* _TASK_: Reproduce the lines below word for word, keeping each one unchanged and in its original order.

* _SUPPLIED MATERIAL_:
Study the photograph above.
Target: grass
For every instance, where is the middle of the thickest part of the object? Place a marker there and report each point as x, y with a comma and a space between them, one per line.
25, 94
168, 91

* _SOLUTION_:
Study the photograph above.
Target: grass
For every instance, where is the middle of the thickest part of the object? Place a marker there and report each point as x, y with a comma and a space between them, one per line.
25, 94
168, 91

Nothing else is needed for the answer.